_TEXT PASSAGE:_
________________________
However cannot blame the author for this ! Isn't this inability to adequately describe the experience part of NDE stories ? Every time ? Most of the stories say the same thing - that it is impossible to communicate just how loved and cherished one feels in the utopia land !
I picked up this book for a change of pace. I have been reading only business books of late it seemed like so I wanted something very very different and this caught my eye. First of all - a neurosurgeon ? And NDE - felt like a perfect combination.
The main idea of this book is that each and everyone of us is loved. Truly loved by the divine.
( Call it what you will ).
Hmmmmm okay I guess.
I have read the scientific explanations of what NDE means and that it is, simplistically put - a phenomenon of the brain itself. I personally prefer to keep an open mind about this topic. So I have no need to rip into the author's theory of why his experience is special ! :) And I have no need to argue if NDEs are true or not !
In the book the author goes into coma for 7 days due to bacterial meningitis and recovers completely with no after effects and his thinking abilities are intact ! Amazing really ! He explains that in his brain - the neocortex that controls the cognitive part of the brain is dead so his experience is not a figment of imagination ( as that part of the brain switched off during his coma ! ) ; so his experience is unique.
I have no argument about the experience itself. I just found, it was not too very different from any other NDE story. I did feel that - he got no answers ( other than being told he was loved ) and his story about his recovery was unexplained.
- From what he wrote I thought the E. Coli bacteria physically ate part of his brain. What happened to that ?
- Are all his cognitive abilities intact ? So was he able to get back to his practice ?
- And, did he finally understand where he picked up the E. Coli bacteria from ?
I also could not understand the author's fixation with his birth family. Really !!!! Here is this lucky guy ( born to a teen mother ) who has been brought up by a family where he is loved, taken care of, goes on to become a neurosurgeon and he is pining for his birth family to an extent that he feels depressed for a time. Jeez why ???? Seemed ungrateful to me !
While he mentions different realms and myriad dimensions and that evil is a minuscule part of the entire universe the explanation somehow lacked conviction and felt incomplete.
My 2 cents - this is an emotional writing about an NDE experience but does not give adequate proof of heaven as the title suggests.
________________________
Dataset entries:

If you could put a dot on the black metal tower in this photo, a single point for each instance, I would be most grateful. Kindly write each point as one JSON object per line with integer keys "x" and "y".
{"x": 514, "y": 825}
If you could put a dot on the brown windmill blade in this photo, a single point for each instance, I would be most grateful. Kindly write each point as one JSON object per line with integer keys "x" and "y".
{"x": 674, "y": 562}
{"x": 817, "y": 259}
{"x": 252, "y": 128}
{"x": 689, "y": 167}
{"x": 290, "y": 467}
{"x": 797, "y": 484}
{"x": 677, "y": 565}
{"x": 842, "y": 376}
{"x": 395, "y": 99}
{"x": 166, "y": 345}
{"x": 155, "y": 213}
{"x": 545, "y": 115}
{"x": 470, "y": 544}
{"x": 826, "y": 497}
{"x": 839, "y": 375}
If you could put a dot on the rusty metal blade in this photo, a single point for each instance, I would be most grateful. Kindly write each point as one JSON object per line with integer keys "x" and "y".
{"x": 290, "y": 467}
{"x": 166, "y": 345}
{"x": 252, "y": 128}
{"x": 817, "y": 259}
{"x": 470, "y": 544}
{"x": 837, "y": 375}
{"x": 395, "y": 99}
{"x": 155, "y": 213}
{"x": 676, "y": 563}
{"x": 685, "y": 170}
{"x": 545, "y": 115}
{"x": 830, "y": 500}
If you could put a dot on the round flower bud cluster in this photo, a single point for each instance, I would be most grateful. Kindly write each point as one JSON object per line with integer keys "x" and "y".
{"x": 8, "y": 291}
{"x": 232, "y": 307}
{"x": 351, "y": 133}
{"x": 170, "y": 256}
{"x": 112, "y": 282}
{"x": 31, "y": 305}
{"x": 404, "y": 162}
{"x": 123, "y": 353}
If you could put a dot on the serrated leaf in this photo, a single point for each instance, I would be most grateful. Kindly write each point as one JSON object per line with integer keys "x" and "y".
________________________
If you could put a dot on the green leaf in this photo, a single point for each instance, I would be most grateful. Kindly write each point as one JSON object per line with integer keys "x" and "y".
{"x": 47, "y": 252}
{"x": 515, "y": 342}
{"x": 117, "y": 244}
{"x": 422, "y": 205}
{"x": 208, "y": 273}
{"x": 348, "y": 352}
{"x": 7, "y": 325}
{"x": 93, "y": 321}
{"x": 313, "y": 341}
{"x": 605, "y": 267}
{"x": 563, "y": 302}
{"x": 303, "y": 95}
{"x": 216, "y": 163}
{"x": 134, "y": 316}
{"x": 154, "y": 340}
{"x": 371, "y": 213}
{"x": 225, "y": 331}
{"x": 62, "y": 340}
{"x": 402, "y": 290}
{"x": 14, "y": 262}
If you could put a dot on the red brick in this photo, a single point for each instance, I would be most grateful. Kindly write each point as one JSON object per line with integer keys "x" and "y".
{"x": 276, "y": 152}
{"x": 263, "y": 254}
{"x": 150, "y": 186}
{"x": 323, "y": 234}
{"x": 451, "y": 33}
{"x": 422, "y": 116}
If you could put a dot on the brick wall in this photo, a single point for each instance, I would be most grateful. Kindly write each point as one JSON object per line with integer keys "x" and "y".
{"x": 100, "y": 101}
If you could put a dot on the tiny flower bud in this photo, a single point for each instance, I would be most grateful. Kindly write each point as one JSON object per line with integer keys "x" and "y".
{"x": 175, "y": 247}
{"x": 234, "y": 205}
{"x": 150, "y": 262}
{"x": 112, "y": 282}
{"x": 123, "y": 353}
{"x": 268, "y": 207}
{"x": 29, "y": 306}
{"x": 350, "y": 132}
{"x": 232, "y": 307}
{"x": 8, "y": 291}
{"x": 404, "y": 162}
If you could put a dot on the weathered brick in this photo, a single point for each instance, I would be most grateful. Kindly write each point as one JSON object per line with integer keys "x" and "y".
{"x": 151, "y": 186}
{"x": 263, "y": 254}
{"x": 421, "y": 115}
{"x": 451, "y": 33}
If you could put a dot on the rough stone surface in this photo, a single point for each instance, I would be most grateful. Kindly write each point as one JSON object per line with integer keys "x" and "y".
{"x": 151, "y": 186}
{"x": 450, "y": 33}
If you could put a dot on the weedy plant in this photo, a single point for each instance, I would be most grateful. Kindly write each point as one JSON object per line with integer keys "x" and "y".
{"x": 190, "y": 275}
________________________
_ASSIGNMENT:_ Quote the book review word for word, beginning at "- Are all his" and stopping after "the title suggests.".

_RESULT FOR THIS TASK:_
- Are all his cognitive abilities intact ? So was he able to get back to his practice ?
- And, did he finally understand where he picked up the E. Coli bacteria from ?
I also could not understand the author's fixation with his birth family. Really !!!! Here is this lucky guy ( born to a teen mother ) who has been brought up by a family where he is loved, taken care of, goes on to become a neurosurgeon and he is pining for his birth family to an extent that he feels depressed for a time. Jeez why ???? Seemed ungrateful to me !
While he mentions different realms and myriad dimensions and that evil is a minuscule part of the entire universe the explanation somehow lacked conviction and felt incomplete.
My 2 cents - this is an emotional writing about an NDE experience but does not give adequate proof of heaven as the title suggests.